** Opening INFORMATION SHOWN block **

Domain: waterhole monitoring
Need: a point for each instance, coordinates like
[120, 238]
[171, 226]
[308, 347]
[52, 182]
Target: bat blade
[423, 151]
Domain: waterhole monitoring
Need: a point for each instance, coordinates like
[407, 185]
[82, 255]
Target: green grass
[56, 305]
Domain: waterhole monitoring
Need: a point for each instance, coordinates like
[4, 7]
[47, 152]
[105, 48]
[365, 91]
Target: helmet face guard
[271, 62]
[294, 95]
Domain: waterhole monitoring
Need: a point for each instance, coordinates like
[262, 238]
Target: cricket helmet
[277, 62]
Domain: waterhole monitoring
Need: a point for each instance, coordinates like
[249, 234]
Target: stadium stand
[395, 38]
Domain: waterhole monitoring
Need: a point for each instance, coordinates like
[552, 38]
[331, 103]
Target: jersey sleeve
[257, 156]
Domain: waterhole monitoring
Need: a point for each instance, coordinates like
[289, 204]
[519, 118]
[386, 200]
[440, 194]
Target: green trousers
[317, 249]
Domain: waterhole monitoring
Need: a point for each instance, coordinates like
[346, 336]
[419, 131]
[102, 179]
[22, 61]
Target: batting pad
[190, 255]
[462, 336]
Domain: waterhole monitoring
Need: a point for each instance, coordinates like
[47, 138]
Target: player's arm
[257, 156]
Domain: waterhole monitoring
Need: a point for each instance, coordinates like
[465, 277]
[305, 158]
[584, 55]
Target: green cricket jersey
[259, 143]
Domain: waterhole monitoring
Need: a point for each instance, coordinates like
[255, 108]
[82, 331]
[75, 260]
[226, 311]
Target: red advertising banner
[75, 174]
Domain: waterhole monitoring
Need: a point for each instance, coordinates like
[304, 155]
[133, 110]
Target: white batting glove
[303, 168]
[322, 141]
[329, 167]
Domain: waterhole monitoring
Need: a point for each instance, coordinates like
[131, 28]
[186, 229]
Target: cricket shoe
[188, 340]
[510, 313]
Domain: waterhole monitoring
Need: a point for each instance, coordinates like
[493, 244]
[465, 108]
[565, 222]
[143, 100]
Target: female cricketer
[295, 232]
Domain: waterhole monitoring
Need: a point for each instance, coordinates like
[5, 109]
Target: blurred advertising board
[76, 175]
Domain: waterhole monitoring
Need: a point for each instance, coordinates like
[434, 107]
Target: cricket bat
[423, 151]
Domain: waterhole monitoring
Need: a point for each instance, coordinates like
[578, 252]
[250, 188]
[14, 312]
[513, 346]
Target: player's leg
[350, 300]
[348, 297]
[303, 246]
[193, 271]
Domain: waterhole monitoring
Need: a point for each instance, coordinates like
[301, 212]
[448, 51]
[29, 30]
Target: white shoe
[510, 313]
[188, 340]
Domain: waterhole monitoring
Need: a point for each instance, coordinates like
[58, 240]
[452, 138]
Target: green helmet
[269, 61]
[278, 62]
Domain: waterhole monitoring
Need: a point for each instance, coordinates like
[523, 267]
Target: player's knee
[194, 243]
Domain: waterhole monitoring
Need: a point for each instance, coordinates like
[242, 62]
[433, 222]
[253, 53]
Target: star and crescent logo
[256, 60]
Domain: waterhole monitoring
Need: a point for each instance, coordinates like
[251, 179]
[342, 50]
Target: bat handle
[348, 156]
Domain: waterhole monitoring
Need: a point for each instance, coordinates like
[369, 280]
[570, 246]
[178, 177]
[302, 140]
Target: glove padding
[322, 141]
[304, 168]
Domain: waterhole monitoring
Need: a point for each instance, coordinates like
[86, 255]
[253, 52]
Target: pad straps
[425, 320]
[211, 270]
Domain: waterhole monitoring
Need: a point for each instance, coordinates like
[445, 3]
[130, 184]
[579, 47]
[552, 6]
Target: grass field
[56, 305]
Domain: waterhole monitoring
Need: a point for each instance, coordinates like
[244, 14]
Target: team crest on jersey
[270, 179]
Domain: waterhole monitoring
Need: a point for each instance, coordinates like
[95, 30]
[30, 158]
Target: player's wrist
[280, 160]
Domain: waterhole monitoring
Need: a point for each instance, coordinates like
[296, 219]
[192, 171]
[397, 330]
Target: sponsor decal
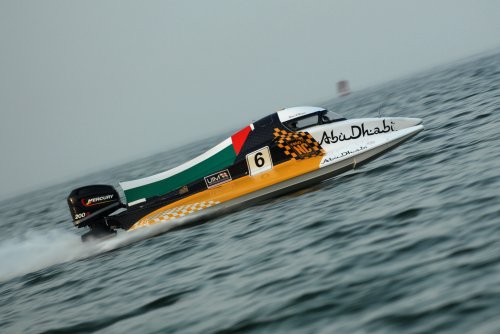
[328, 160]
[80, 215]
[183, 190]
[298, 145]
[357, 131]
[218, 178]
[97, 200]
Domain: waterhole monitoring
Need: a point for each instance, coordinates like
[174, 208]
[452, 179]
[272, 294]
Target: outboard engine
[90, 206]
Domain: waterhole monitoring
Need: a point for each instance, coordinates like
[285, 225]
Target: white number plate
[259, 161]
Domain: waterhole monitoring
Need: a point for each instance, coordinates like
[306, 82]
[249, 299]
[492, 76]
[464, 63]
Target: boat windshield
[328, 116]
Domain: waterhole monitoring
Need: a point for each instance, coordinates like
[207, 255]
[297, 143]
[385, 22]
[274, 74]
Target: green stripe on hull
[218, 161]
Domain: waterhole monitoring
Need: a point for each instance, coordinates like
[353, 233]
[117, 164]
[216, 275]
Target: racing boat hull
[286, 151]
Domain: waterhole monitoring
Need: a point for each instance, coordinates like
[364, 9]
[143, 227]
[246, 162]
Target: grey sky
[79, 77]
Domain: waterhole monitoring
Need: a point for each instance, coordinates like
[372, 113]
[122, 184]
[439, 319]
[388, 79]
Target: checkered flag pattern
[298, 145]
[174, 213]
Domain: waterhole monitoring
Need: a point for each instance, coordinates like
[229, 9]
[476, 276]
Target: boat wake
[35, 251]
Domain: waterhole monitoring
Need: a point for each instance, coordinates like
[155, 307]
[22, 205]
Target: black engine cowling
[90, 205]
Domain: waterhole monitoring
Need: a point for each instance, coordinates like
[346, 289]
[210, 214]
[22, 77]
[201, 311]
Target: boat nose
[407, 122]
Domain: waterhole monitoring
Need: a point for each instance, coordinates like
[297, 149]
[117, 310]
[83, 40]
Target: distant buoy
[343, 88]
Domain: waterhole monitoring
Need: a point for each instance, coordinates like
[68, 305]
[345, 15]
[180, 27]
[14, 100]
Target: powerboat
[290, 149]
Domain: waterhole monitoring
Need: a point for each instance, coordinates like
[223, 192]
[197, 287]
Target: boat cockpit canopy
[319, 117]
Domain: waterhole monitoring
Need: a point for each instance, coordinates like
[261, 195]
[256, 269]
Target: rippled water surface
[407, 243]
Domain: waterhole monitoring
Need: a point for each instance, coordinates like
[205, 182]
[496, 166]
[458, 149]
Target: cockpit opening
[314, 119]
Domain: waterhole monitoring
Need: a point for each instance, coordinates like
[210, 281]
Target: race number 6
[259, 161]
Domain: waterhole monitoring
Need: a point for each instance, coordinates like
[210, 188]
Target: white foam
[36, 250]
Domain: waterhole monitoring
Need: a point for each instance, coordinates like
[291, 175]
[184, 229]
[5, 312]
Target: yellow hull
[228, 191]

** Closing INFORMATION SHOWN block **

WHAT YOU ARE ASKED TO DO = Repeat all of the records verbatim, leaving out the pictures.

SOLUTION TO THIS EXERCISE =
Domain: waterhole monitoring
Need: a point for each instance, coordinates like
[120, 238]
[171, 226]
[308, 347]
[52, 182]
Target: bat blade
[423, 151]
Domain: waterhole monitoring
Need: a point for each instance, coordinates like
[407, 185]
[82, 255]
Target: green grass
[56, 305]
Domain: waterhole monitoring
Need: a point for each instance, coordinates like
[4, 7]
[47, 152]
[105, 48]
[365, 91]
Target: helmet face guard
[271, 62]
[294, 95]
Domain: waterhole monitoring
Need: a point for each instance, coordinates like
[262, 238]
Target: cricket helmet
[277, 62]
Domain: waterhole monitoring
Need: a point for each instance, coordinates like
[249, 234]
Target: stadium stand
[395, 38]
Domain: waterhole monitoring
Need: a point for each instance, coordinates like
[552, 38]
[331, 103]
Target: jersey sleeve
[257, 156]
Domain: waterhole monitoring
Need: a point for each instance, coordinates like
[289, 204]
[519, 118]
[386, 200]
[440, 194]
Target: green trousers
[317, 249]
Domain: waterhole monitoring
Need: a point for each instance, coordinates like
[346, 336]
[419, 131]
[102, 179]
[22, 61]
Target: batting pad
[190, 255]
[462, 336]
Domain: waterhole monitoring
Need: a point for each instance, coordinates like
[47, 138]
Target: player's arm
[257, 156]
Domain: waterhole monitoring
Need: a point for each instance, coordinates like
[465, 277]
[305, 158]
[584, 55]
Target: green cricket jersey
[259, 143]
Domain: waterhole monitoring
Need: a point for each instance, coordinates like
[255, 108]
[82, 331]
[75, 260]
[226, 311]
Target: red advertising banner
[75, 174]
Domain: waterhole monitoring
Need: a point for each instance, coordinates like
[304, 155]
[133, 110]
Target: white batting glove
[303, 168]
[322, 141]
[329, 167]
Domain: waterhole monitoring
Need: a point for each instance, coordinates like
[131, 28]
[186, 229]
Target: cricket shoe
[188, 340]
[510, 313]
Domain: waterhole monitoring
Need: a point for each instance, coordinates like
[493, 244]
[465, 108]
[565, 222]
[143, 100]
Target: female cricketer
[295, 232]
Domain: waterhole monitoring
Need: a point for each instance, coordinates like
[5, 109]
Target: blurred advertising board
[76, 175]
Domain: waterhole monitoring
Need: a point for each instance, coordinates like
[434, 107]
Target: cricket bat
[423, 151]
Domain: waterhole monitoring
Need: a point for each instance, coordinates like
[578, 252]
[250, 188]
[14, 312]
[513, 346]
Target: player's leg
[350, 300]
[348, 297]
[303, 246]
[193, 271]
Domain: waterhole monitoring
Need: a point for each instance, coordinates like
[301, 212]
[448, 51]
[29, 30]
Target: white shoe
[510, 313]
[188, 340]
Domain: waterhole monitoring
Need: a point for each instance, coordinates like
[58, 240]
[452, 138]
Target: green helmet
[269, 61]
[278, 62]
Domain: waterhole monitoring
Need: a point for each instance, coordinates like
[523, 267]
Target: player's knee
[194, 243]
Domain: waterhole monitoring
Need: a point for each instance, coordinates like
[242, 62]
[433, 222]
[253, 53]
Target: star and crescent logo
[256, 60]
Domain: waterhole monitoring
Need: a point for each instance, coordinates like
[251, 179]
[342, 50]
Target: bat handle
[348, 156]
Domain: waterhole monitoring
Need: a point for each instance, coordinates like
[369, 280]
[570, 246]
[178, 177]
[302, 140]
Target: glove padding
[322, 141]
[304, 168]
Domain: waterhole monitoring
Need: a point for each instance, coordinates like
[86, 255]
[253, 52]
Target: pad straps
[425, 320]
[211, 270]
Domain: waterhole monitoring
Need: a point for each instance, coordinates like
[445, 3]
[130, 184]
[579, 47]
[552, 6]
Target: grass field
[56, 305]
Domain: waterhole monitoring
Need: a point for each instance, coordinates like
[244, 14]
Target: team crest on jersey
[270, 179]
Domain: waterhole monitoring
Need: a point for each instance, coordinates like
[95, 30]
[30, 158]
Target: player's wrist
[280, 160]
Domain: waterhole monitoring
Need: a point for each instance, coordinates like
[296, 219]
[192, 171]
[397, 330]
Target: sponsor decal
[328, 160]
[80, 215]
[183, 190]
[298, 145]
[357, 131]
[218, 178]
[97, 200]
Domain: waterhole monitoring
Need: a point for each instance, coordinates like
[174, 208]
[452, 179]
[272, 294]
Target: outboard engine
[90, 206]
Domain: waterhole monitoring
Need: a point for each instance, coordinates like
[285, 225]
Target: white number plate
[259, 161]
Domain: waterhole monitoring
Need: a point for each instance, coordinates like
[306, 82]
[249, 299]
[492, 76]
[464, 63]
Target: boat windshield
[328, 116]
Domain: waterhole monitoring
Need: a point for each instance, coordinates like
[207, 255]
[297, 143]
[385, 22]
[274, 74]
Target: green stripe on hull
[218, 161]
Domain: waterhole monitoring
Need: a point for each instance, coordinates like
[353, 233]
[117, 164]
[216, 275]
Target: racing boat hull
[286, 151]
Domain: waterhole monitoring
Need: a point for each instance, coordinates like
[364, 9]
[143, 227]
[246, 162]
Target: grey sky
[79, 77]
Domain: waterhole monitoring
Need: a point for each instance, coordinates like
[372, 113]
[122, 184]
[439, 319]
[388, 79]
Target: checkered flag pattern
[298, 145]
[174, 213]
Domain: waterhole monitoring
Need: a point for each instance, coordinates like
[229, 9]
[476, 276]
Target: boat wake
[35, 251]
Domain: waterhole monitoring
Need: a point for each instance, coordinates like
[155, 307]
[22, 205]
Target: black engine cowling
[90, 205]
Domain: waterhole monitoring
Need: a point for each instance, coordinates like
[346, 289]
[210, 214]
[22, 77]
[201, 311]
Target: boat nose
[407, 122]
Domain: waterhole monitoring
Need: a point for each instance, coordinates like
[297, 149]
[117, 310]
[83, 40]
Target: distant buoy
[343, 88]
Domain: waterhole monitoring
Need: a point for each instance, coordinates like
[68, 305]
[345, 15]
[180, 27]
[14, 100]
Target: powerboat
[290, 149]
Domain: waterhole monitoring
Need: a point for each instance, coordinates like
[223, 192]
[197, 287]
Target: boat cockpit canopy
[319, 117]
Domain: waterhole monitoring
Need: a point for each instance, coordinates like
[261, 195]
[256, 269]
Target: rippled water surface
[407, 243]
Domain: waterhole monitoring
Need: a point for each instance, coordinates like
[205, 182]
[496, 166]
[458, 149]
Target: cockpit opening
[314, 119]
Domain: waterhole monitoring
Need: a point for each instance, coordinates like
[210, 281]
Target: race number 6
[259, 161]
Domain: waterhole monitoring
Need: a point for each instance, coordinates like
[210, 188]
Target: white foam
[36, 250]
Domain: waterhole monitoring
Need: a point for each instance, coordinates like
[291, 175]
[184, 229]
[5, 312]
Target: yellow hull
[228, 191]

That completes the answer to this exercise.